## EXTRACTED MATERIAL
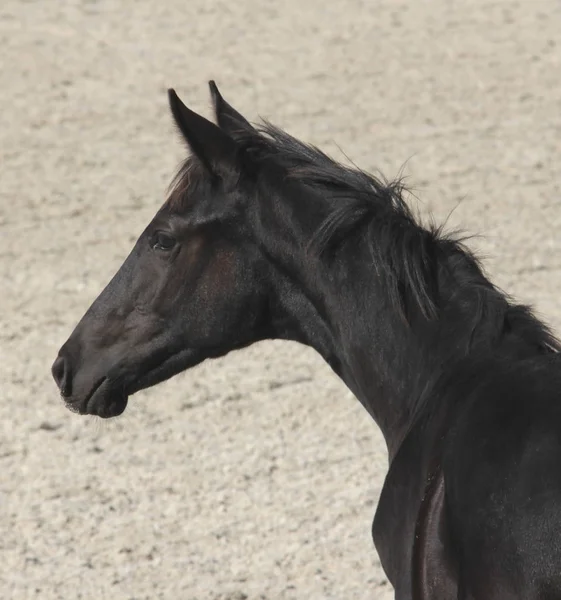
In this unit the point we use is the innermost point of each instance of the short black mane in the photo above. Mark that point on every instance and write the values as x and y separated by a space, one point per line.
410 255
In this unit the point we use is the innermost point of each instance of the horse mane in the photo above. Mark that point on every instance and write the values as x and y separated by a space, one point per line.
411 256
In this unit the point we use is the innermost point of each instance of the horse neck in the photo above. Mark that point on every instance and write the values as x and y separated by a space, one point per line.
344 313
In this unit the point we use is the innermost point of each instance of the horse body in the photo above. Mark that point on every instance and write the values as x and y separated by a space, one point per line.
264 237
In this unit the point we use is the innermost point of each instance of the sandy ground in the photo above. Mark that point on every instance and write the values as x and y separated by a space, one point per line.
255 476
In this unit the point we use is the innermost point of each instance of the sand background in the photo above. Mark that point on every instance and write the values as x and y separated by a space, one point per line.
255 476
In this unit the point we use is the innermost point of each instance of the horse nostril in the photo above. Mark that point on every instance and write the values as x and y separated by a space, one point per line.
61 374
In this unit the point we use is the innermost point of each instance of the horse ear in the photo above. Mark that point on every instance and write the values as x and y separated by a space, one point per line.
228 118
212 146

## AIM OF THE TASK
The listing above must be retyped word for word, without the pictures.

## ANSWER TO THIS PROBLEM
In this unit the point we use is the innermost point of each instance of the short black mane in the photo above. Mark that point on every instance and write the values as x and y separated by a space, one point per line.
410 255
In this unit the point we use is the innermost point of each instance of the horse mane in the photo above. Mark that point on every instance and write the values as x and y separated by a space, one point per line.
411 256
In this unit the point we use is the innermost point of each instance of the horse neck in the photo above. Mark that point on every instance and write the values as x and y separated by a space, one point per line.
344 313
In this unit the point we use is the innermost point of each instance of the horse body in the photo above. Mark that point on every instance and write the values as x and y separated by a space, one point per line.
264 237
In this unit the point we use is the innermost point of each instance of the sandy ground in the photo above. Mark that point on every instance and write the values as x and y separated by a space, one point per line.
255 476
In this unit the point we use is the innermost point of each instance of the sand background in the photo above. Mark that point on every instance and write the values as x and y separated by a space, one point per line.
255 476
In this unit the point we use is the innermost point of each instance of the horse nostril in the photo above. Mark that point on every instance and write the values as x and y separated by a space, one point per line.
61 374
In this unit the point we use is the innermost point of each instance of the horse ear in the photo above. Mark that point on every instance and write the values as x and y separated by a space, one point per line.
228 118
212 146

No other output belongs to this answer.